**TEXT TO READ**:
Financial Responsibility DOES Matter

 

Using 2009 data, the United States ranked 181st out of 181 ranked nations in terms of current account at -$380.1 Billion. Anyone out there want to take a guess at some of the lowest ranking nations?

 

 

You guessed it. Spain, Italy, France, and Greece are right behind the US at the bottom of the heap. If anyone still thinks that debt doesn’t matter, this fact should provide a compelling argument to the contrary. The ongoing problems in Europe as a result of debt and the increasing violence in the French strikes portends a bad ending for those nations that insist on running massive debts to the rest of the world. This is particularly true when that borrowed money is used to prop up otherwise unsustainable social programs. People will not be quick to vote to end their own gravy train, and as such, these things usually end badly.

 

Taking a look at the Eurozone both in totality and by its worst offenders, it becomes rather obvious that Germany is carrying the entire EU. While this is no surprise or great revelation, it should emphasize the inability of a few savers to make up for the gross negligence of the rest. Frankly, it should be a bigger surprise that Germany isn’t seeing the kind of civil unrest that France is. If nothing else, this should underscore an interesting characteristic of human nature. People who are having something (that for the most part unearned, at least in this example) taken away react much more violently than those who are being forced to pay for it.

**TASK LIST**:
(a) According to the post on financial responsibility, where did the United States rank in current account using 2009 data?
(b) Decide whether each statement agrees with the post on financial responsibility, answering yes or no and quoting the words of the post that settle it: (i) Germany is one of the nations right behind the US at the bottom. (ii) Germany is carrying the entire EU. (iii) The violence in the French strikes is decreasing.
(c) Reproduce word for word the stretch of the post on financial responsibility from "You guessed it." through "usually end badly.".

**EXTRACTED MATERIAL**:
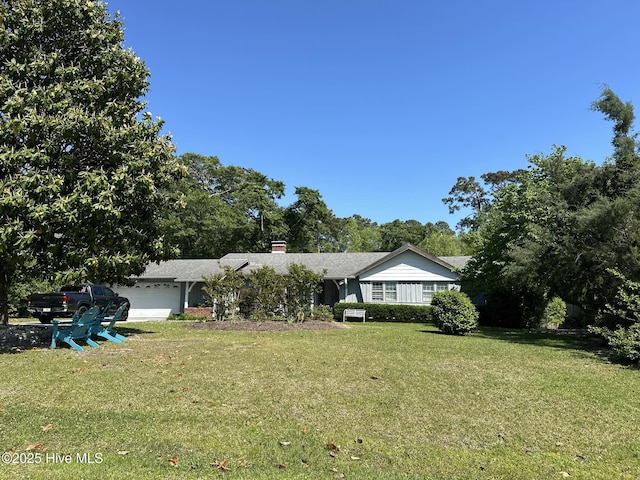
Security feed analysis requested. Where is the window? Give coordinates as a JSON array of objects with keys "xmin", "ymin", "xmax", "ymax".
[
  {"xmin": 371, "ymin": 282, "xmax": 384, "ymax": 302},
  {"xmin": 384, "ymin": 282, "xmax": 398, "ymax": 302},
  {"xmin": 422, "ymin": 282, "xmax": 449, "ymax": 304},
  {"xmin": 422, "ymin": 282, "xmax": 434, "ymax": 304}
]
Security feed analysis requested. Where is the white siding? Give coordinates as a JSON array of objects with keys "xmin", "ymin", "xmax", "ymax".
[
  {"xmin": 113, "ymin": 282, "xmax": 181, "ymax": 319},
  {"xmin": 360, "ymin": 252, "xmax": 458, "ymax": 282}
]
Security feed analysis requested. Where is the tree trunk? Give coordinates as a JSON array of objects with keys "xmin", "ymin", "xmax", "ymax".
[{"xmin": 0, "ymin": 267, "xmax": 11, "ymax": 325}]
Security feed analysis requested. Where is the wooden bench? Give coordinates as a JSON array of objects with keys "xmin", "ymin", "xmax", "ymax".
[{"xmin": 342, "ymin": 308, "xmax": 367, "ymax": 322}]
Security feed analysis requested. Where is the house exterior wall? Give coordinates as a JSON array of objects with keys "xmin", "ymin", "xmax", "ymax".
[
  {"xmin": 360, "ymin": 252, "xmax": 458, "ymax": 282},
  {"xmin": 360, "ymin": 281, "xmax": 460, "ymax": 305}
]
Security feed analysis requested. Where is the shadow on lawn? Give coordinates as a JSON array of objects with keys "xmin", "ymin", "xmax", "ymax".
[
  {"xmin": 0, "ymin": 323, "xmax": 156, "ymax": 354},
  {"xmin": 421, "ymin": 327, "xmax": 603, "ymax": 352}
]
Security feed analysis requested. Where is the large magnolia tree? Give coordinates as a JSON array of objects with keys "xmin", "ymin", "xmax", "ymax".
[{"xmin": 0, "ymin": 0, "xmax": 182, "ymax": 323}]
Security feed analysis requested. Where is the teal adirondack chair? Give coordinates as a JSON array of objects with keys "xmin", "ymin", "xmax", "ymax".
[
  {"xmin": 51, "ymin": 307, "xmax": 100, "ymax": 352},
  {"xmin": 91, "ymin": 303, "xmax": 129, "ymax": 343}
]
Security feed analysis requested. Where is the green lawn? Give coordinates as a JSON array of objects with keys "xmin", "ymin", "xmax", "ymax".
[{"xmin": 0, "ymin": 322, "xmax": 640, "ymax": 480}]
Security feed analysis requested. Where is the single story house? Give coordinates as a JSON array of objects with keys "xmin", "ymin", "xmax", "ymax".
[{"xmin": 114, "ymin": 242, "xmax": 470, "ymax": 318}]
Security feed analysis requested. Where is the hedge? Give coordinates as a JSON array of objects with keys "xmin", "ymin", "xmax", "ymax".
[{"xmin": 333, "ymin": 303, "xmax": 431, "ymax": 323}]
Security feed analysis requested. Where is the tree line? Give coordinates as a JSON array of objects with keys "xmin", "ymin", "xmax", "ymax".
[{"xmin": 160, "ymin": 153, "xmax": 471, "ymax": 258}]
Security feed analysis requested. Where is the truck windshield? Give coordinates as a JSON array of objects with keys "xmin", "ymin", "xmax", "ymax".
[{"xmin": 60, "ymin": 285, "xmax": 87, "ymax": 292}]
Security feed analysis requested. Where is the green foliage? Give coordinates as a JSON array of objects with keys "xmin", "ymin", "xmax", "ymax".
[
  {"xmin": 162, "ymin": 153, "xmax": 286, "ymax": 258},
  {"xmin": 202, "ymin": 265, "xmax": 245, "ymax": 321},
  {"xmin": 478, "ymin": 288, "xmax": 546, "ymax": 329},
  {"xmin": 285, "ymin": 263, "xmax": 324, "ymax": 322},
  {"xmin": 540, "ymin": 297, "xmax": 567, "ymax": 329},
  {"xmin": 589, "ymin": 323, "xmax": 640, "ymax": 363},
  {"xmin": 463, "ymin": 100, "xmax": 640, "ymax": 318},
  {"xmin": 284, "ymin": 187, "xmax": 338, "ymax": 252},
  {"xmin": 333, "ymin": 302, "xmax": 431, "ymax": 323},
  {"xmin": 243, "ymin": 265, "xmax": 286, "ymax": 319},
  {"xmin": 311, "ymin": 305, "xmax": 333, "ymax": 322},
  {"xmin": 431, "ymin": 290, "xmax": 479, "ymax": 335},
  {"xmin": 589, "ymin": 269, "xmax": 640, "ymax": 363},
  {"xmin": 0, "ymin": 0, "xmax": 183, "ymax": 322}
]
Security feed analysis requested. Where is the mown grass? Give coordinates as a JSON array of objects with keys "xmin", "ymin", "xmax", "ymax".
[{"xmin": 0, "ymin": 322, "xmax": 640, "ymax": 479}]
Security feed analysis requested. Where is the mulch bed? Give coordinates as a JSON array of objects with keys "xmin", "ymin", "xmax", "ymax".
[
  {"xmin": 188, "ymin": 320, "xmax": 346, "ymax": 332},
  {"xmin": 0, "ymin": 325, "xmax": 52, "ymax": 353}
]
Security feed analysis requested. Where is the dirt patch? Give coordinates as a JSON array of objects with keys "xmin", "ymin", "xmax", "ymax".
[
  {"xmin": 188, "ymin": 320, "xmax": 346, "ymax": 332},
  {"xmin": 0, "ymin": 325, "xmax": 52, "ymax": 353}
]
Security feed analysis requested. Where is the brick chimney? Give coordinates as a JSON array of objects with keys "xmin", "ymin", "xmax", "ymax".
[{"xmin": 271, "ymin": 240, "xmax": 287, "ymax": 253}]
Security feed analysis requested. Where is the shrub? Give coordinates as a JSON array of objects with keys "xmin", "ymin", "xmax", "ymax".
[
  {"xmin": 333, "ymin": 302, "xmax": 431, "ymax": 322},
  {"xmin": 311, "ymin": 305, "xmax": 333, "ymax": 322},
  {"xmin": 431, "ymin": 290, "xmax": 478, "ymax": 335},
  {"xmin": 589, "ymin": 323, "xmax": 640, "ymax": 363},
  {"xmin": 203, "ymin": 265, "xmax": 244, "ymax": 320},
  {"xmin": 540, "ymin": 297, "xmax": 567, "ymax": 329}
]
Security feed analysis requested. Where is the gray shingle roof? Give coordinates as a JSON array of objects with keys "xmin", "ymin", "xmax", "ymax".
[
  {"xmin": 438, "ymin": 255, "xmax": 471, "ymax": 268},
  {"xmin": 220, "ymin": 252, "xmax": 389, "ymax": 279},
  {"xmin": 137, "ymin": 258, "xmax": 245, "ymax": 282},
  {"xmin": 136, "ymin": 246, "xmax": 471, "ymax": 282}
]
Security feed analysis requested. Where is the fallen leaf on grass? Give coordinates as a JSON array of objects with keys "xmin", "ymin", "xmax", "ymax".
[{"xmin": 211, "ymin": 460, "xmax": 229, "ymax": 472}]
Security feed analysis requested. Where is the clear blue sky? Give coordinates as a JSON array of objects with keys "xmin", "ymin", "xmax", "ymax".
[{"xmin": 108, "ymin": 0, "xmax": 640, "ymax": 226}]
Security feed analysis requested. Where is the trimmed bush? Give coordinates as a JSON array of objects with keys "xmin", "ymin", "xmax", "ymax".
[
  {"xmin": 589, "ymin": 323, "xmax": 640, "ymax": 364},
  {"xmin": 540, "ymin": 297, "xmax": 567, "ymax": 329},
  {"xmin": 431, "ymin": 290, "xmax": 479, "ymax": 335},
  {"xmin": 333, "ymin": 303, "xmax": 431, "ymax": 323}
]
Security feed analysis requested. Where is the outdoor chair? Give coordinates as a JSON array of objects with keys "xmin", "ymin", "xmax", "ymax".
[{"xmin": 90, "ymin": 302, "xmax": 129, "ymax": 343}]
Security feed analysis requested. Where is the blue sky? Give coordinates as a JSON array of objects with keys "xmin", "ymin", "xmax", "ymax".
[{"xmin": 108, "ymin": 0, "xmax": 640, "ymax": 226}]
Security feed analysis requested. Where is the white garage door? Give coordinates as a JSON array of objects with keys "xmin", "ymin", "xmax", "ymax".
[{"xmin": 113, "ymin": 282, "xmax": 181, "ymax": 319}]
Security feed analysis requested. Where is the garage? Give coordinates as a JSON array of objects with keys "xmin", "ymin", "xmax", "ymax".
[{"xmin": 114, "ymin": 281, "xmax": 181, "ymax": 320}]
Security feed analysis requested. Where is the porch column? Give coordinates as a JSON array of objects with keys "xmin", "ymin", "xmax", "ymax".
[{"xmin": 183, "ymin": 282, "xmax": 197, "ymax": 312}]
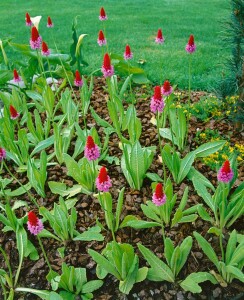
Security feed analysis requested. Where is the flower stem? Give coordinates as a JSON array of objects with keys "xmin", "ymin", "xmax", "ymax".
[
  {"xmin": 37, "ymin": 235, "xmax": 53, "ymax": 272},
  {"xmin": 219, "ymin": 230, "xmax": 225, "ymax": 262},
  {"xmin": 185, "ymin": 55, "xmax": 191, "ymax": 146},
  {"xmin": 156, "ymin": 112, "xmax": 166, "ymax": 185}
]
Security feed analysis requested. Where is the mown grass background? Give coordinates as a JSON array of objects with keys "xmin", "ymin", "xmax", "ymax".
[{"xmin": 0, "ymin": 0, "xmax": 230, "ymax": 90}]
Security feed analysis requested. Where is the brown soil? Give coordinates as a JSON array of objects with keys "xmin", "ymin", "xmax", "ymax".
[{"xmin": 0, "ymin": 78, "xmax": 244, "ymax": 300}]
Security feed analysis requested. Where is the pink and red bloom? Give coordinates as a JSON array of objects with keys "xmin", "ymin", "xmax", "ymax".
[
  {"xmin": 96, "ymin": 167, "xmax": 112, "ymax": 192},
  {"xmin": 0, "ymin": 147, "xmax": 6, "ymax": 161},
  {"xmin": 150, "ymin": 86, "xmax": 164, "ymax": 113},
  {"xmin": 30, "ymin": 26, "xmax": 42, "ymax": 50},
  {"xmin": 14, "ymin": 69, "xmax": 21, "ymax": 83},
  {"xmin": 27, "ymin": 211, "xmax": 44, "ymax": 235},
  {"xmin": 42, "ymin": 42, "xmax": 50, "ymax": 56},
  {"xmin": 97, "ymin": 30, "xmax": 107, "ymax": 46},
  {"xmin": 161, "ymin": 80, "xmax": 173, "ymax": 97},
  {"xmin": 74, "ymin": 70, "xmax": 83, "ymax": 87},
  {"xmin": 47, "ymin": 17, "xmax": 53, "ymax": 28},
  {"xmin": 101, "ymin": 53, "xmax": 114, "ymax": 78},
  {"xmin": 84, "ymin": 135, "xmax": 100, "ymax": 160},
  {"xmin": 152, "ymin": 183, "xmax": 166, "ymax": 206},
  {"xmin": 217, "ymin": 160, "xmax": 234, "ymax": 183},
  {"xmin": 186, "ymin": 34, "xmax": 196, "ymax": 53},
  {"xmin": 99, "ymin": 7, "xmax": 108, "ymax": 21},
  {"xmin": 25, "ymin": 13, "xmax": 32, "ymax": 26},
  {"xmin": 124, "ymin": 45, "xmax": 133, "ymax": 60},
  {"xmin": 155, "ymin": 29, "xmax": 164, "ymax": 44},
  {"xmin": 9, "ymin": 105, "xmax": 19, "ymax": 120}
]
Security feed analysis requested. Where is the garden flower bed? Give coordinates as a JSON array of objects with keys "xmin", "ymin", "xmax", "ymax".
[{"xmin": 0, "ymin": 4, "xmax": 244, "ymax": 300}]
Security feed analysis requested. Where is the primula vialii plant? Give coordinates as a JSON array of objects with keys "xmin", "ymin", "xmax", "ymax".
[
  {"xmin": 9, "ymin": 105, "xmax": 19, "ymax": 120},
  {"xmin": 217, "ymin": 160, "xmax": 234, "ymax": 183},
  {"xmin": 0, "ymin": 7, "xmax": 244, "ymax": 300},
  {"xmin": 14, "ymin": 69, "xmax": 21, "ymax": 83},
  {"xmin": 30, "ymin": 26, "xmax": 42, "ymax": 50},
  {"xmin": 74, "ymin": 70, "xmax": 83, "ymax": 87},
  {"xmin": 42, "ymin": 42, "xmax": 50, "ymax": 56},
  {"xmin": 152, "ymin": 183, "xmax": 166, "ymax": 206},
  {"xmin": 124, "ymin": 45, "xmax": 133, "ymax": 60},
  {"xmin": 47, "ymin": 17, "xmax": 53, "ymax": 28},
  {"xmin": 25, "ymin": 13, "xmax": 32, "ymax": 26},
  {"xmin": 27, "ymin": 211, "xmax": 44, "ymax": 235},
  {"xmin": 99, "ymin": 7, "xmax": 108, "ymax": 21},
  {"xmin": 101, "ymin": 53, "xmax": 114, "ymax": 78},
  {"xmin": 96, "ymin": 167, "xmax": 112, "ymax": 192},
  {"xmin": 97, "ymin": 30, "xmax": 107, "ymax": 46}
]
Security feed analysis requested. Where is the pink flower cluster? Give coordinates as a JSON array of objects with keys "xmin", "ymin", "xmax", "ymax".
[
  {"xmin": 27, "ymin": 211, "xmax": 44, "ymax": 235},
  {"xmin": 30, "ymin": 26, "xmax": 42, "ymax": 50},
  {"xmin": 150, "ymin": 86, "xmax": 164, "ymax": 113},
  {"xmin": 101, "ymin": 53, "xmax": 114, "ymax": 78},
  {"xmin": 124, "ymin": 45, "xmax": 133, "ymax": 60},
  {"xmin": 186, "ymin": 34, "xmax": 196, "ymax": 53},
  {"xmin": 217, "ymin": 160, "xmax": 234, "ymax": 183},
  {"xmin": 96, "ymin": 167, "xmax": 112, "ymax": 192},
  {"xmin": 0, "ymin": 148, "xmax": 6, "ymax": 161},
  {"xmin": 152, "ymin": 183, "xmax": 166, "ymax": 206},
  {"xmin": 74, "ymin": 70, "xmax": 83, "ymax": 87},
  {"xmin": 97, "ymin": 30, "xmax": 107, "ymax": 46},
  {"xmin": 84, "ymin": 135, "xmax": 100, "ymax": 161}
]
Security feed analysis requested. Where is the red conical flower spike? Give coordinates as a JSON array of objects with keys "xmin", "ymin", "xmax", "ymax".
[
  {"xmin": 14, "ymin": 69, "xmax": 21, "ymax": 83},
  {"xmin": 124, "ymin": 45, "xmax": 133, "ymax": 60},
  {"xmin": 9, "ymin": 105, "xmax": 19, "ymax": 120},
  {"xmin": 217, "ymin": 160, "xmax": 234, "ymax": 183},
  {"xmin": 84, "ymin": 135, "xmax": 100, "ymax": 160},
  {"xmin": 96, "ymin": 167, "xmax": 112, "ymax": 192},
  {"xmin": 30, "ymin": 26, "xmax": 42, "ymax": 50},
  {"xmin": 97, "ymin": 30, "xmax": 107, "ymax": 46},
  {"xmin": 47, "ymin": 17, "xmax": 53, "ymax": 28},
  {"xmin": 74, "ymin": 70, "xmax": 83, "ymax": 87},
  {"xmin": 102, "ymin": 53, "xmax": 114, "ymax": 77},
  {"xmin": 222, "ymin": 160, "xmax": 230, "ymax": 173},
  {"xmin": 25, "ymin": 13, "xmax": 32, "ymax": 26},
  {"xmin": 161, "ymin": 80, "xmax": 173, "ymax": 96},
  {"xmin": 155, "ymin": 183, "xmax": 164, "ymax": 198},
  {"xmin": 98, "ymin": 167, "xmax": 108, "ymax": 183},
  {"xmin": 155, "ymin": 29, "xmax": 164, "ymax": 44},
  {"xmin": 98, "ymin": 30, "xmax": 104, "ymax": 40},
  {"xmin": 188, "ymin": 34, "xmax": 194, "ymax": 46},
  {"xmin": 152, "ymin": 183, "xmax": 166, "ymax": 206},
  {"xmin": 27, "ymin": 211, "xmax": 44, "ymax": 235},
  {"xmin": 28, "ymin": 211, "xmax": 38, "ymax": 226},
  {"xmin": 99, "ymin": 7, "xmax": 108, "ymax": 21},
  {"xmin": 154, "ymin": 85, "xmax": 162, "ymax": 100},
  {"xmin": 186, "ymin": 34, "xmax": 196, "ymax": 53},
  {"xmin": 86, "ymin": 135, "xmax": 95, "ymax": 149},
  {"xmin": 42, "ymin": 42, "xmax": 50, "ymax": 56}
]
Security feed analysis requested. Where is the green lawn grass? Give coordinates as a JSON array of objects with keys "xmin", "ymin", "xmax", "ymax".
[{"xmin": 0, "ymin": 0, "xmax": 230, "ymax": 90}]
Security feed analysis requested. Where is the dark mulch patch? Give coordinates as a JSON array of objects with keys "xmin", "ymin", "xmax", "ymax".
[{"xmin": 0, "ymin": 78, "xmax": 244, "ymax": 300}]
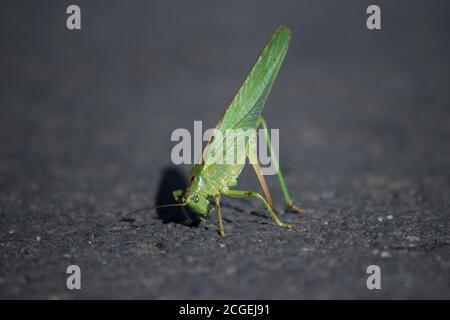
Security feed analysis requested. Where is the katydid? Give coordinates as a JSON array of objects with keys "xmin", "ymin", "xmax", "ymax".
[{"xmin": 168, "ymin": 26, "xmax": 303, "ymax": 235}]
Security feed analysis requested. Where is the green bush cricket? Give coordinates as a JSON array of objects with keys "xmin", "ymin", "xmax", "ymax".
[
  {"xmin": 130, "ymin": 26, "xmax": 303, "ymax": 236},
  {"xmin": 168, "ymin": 26, "xmax": 303, "ymax": 235}
]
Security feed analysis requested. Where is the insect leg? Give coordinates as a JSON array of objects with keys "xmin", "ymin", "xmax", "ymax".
[
  {"xmin": 259, "ymin": 116, "xmax": 304, "ymax": 213},
  {"xmin": 223, "ymin": 190, "xmax": 293, "ymax": 229},
  {"xmin": 214, "ymin": 197, "xmax": 225, "ymax": 236},
  {"xmin": 249, "ymin": 151, "xmax": 275, "ymax": 211}
]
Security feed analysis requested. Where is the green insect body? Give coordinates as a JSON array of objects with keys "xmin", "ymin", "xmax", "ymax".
[{"xmin": 173, "ymin": 26, "xmax": 302, "ymax": 235}]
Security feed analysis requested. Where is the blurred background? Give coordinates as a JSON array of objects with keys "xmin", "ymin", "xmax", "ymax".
[{"xmin": 0, "ymin": 0, "xmax": 450, "ymax": 299}]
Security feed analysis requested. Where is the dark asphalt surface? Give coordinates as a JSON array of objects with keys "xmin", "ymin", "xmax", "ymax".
[{"xmin": 0, "ymin": 1, "xmax": 450, "ymax": 299}]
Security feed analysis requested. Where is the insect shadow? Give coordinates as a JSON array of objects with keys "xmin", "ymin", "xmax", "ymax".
[{"xmin": 155, "ymin": 166, "xmax": 200, "ymax": 227}]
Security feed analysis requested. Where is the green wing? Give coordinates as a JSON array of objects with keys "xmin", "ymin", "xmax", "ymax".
[
  {"xmin": 219, "ymin": 26, "xmax": 291, "ymax": 131},
  {"xmin": 198, "ymin": 26, "xmax": 291, "ymax": 189}
]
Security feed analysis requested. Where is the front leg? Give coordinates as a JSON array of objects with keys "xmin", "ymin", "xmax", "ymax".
[
  {"xmin": 214, "ymin": 197, "xmax": 225, "ymax": 236},
  {"xmin": 223, "ymin": 190, "xmax": 294, "ymax": 229},
  {"xmin": 172, "ymin": 190, "xmax": 194, "ymax": 226}
]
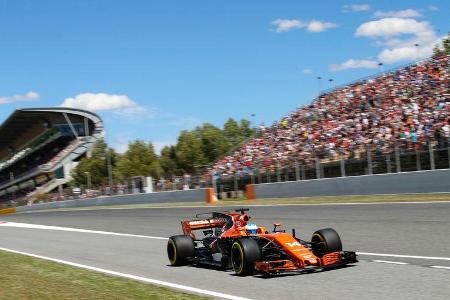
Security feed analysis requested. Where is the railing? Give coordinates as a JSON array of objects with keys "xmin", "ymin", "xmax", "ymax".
[{"xmin": 215, "ymin": 143, "xmax": 450, "ymax": 197}]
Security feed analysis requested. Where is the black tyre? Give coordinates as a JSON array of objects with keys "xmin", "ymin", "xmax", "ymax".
[
  {"xmin": 311, "ymin": 228, "xmax": 342, "ymax": 257},
  {"xmin": 167, "ymin": 235, "xmax": 195, "ymax": 266},
  {"xmin": 231, "ymin": 238, "xmax": 261, "ymax": 276}
]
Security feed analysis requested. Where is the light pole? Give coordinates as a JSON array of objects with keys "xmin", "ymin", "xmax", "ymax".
[
  {"xmin": 378, "ymin": 62, "xmax": 384, "ymax": 75},
  {"xmin": 84, "ymin": 172, "xmax": 91, "ymax": 190},
  {"xmin": 106, "ymin": 148, "xmax": 112, "ymax": 189},
  {"xmin": 316, "ymin": 76, "xmax": 322, "ymax": 96},
  {"xmin": 328, "ymin": 78, "xmax": 336, "ymax": 89}
]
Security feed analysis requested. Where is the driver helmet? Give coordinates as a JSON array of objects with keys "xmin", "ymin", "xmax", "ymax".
[{"xmin": 245, "ymin": 224, "xmax": 258, "ymax": 234}]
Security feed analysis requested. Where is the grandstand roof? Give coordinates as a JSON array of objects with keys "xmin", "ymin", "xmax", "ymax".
[{"xmin": 0, "ymin": 107, "xmax": 103, "ymax": 159}]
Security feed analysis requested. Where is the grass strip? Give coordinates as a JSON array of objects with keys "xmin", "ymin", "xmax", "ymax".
[{"xmin": 0, "ymin": 251, "xmax": 210, "ymax": 300}]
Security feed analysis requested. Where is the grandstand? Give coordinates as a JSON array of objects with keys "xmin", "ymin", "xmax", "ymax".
[
  {"xmin": 0, "ymin": 107, "xmax": 104, "ymax": 206},
  {"xmin": 209, "ymin": 56, "xmax": 450, "ymax": 178}
]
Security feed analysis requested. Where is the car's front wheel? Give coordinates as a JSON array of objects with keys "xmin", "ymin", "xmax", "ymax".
[
  {"xmin": 311, "ymin": 228, "xmax": 342, "ymax": 257},
  {"xmin": 231, "ymin": 238, "xmax": 261, "ymax": 276},
  {"xmin": 167, "ymin": 235, "xmax": 195, "ymax": 266}
]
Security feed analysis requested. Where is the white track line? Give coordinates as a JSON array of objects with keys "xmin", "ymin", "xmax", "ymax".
[
  {"xmin": 430, "ymin": 266, "xmax": 450, "ymax": 270},
  {"xmin": 0, "ymin": 247, "xmax": 250, "ymax": 300},
  {"xmin": 16, "ymin": 199, "xmax": 450, "ymax": 214},
  {"xmin": 0, "ymin": 222, "xmax": 450, "ymax": 261},
  {"xmin": 372, "ymin": 259, "xmax": 408, "ymax": 265},
  {"xmin": 0, "ymin": 222, "xmax": 167, "ymax": 240},
  {"xmin": 357, "ymin": 252, "xmax": 450, "ymax": 261}
]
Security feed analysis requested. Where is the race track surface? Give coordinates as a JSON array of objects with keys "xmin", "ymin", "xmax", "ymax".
[{"xmin": 0, "ymin": 203, "xmax": 450, "ymax": 299}]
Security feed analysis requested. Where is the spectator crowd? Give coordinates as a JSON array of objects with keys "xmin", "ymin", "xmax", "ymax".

**SOLVED PROBLEMS**:
(a) 181st out of 181 ranked nations, at -$380.1 Billion.

(b)
(i) No: "Spain, Italy, France, and Greece are right behind the US at the bottom of the heap."
(ii) Yes: "it becomes rather obvious that Germany is carrying the entire EU."
(iii) No: "the increasing violence in the French strikes"

(c)
You guessed it. Spain, Italy, France, and Greece are right behind the US at the bottom of the heap. If anyone still thinks that debt doesn’t matter, this fact should provide a compelling argument to the contrary. The ongoing problems in Europe as a result of debt and the increasing violence in the French strikes portends a bad ending for those nations that insist on running massive debts to the rest of the world. This is particularly true when that borrowed money is used to prop up otherwise unsustainable social programs. People will not be quick to vote to end their own gravy train, and as such, these things usually end badly.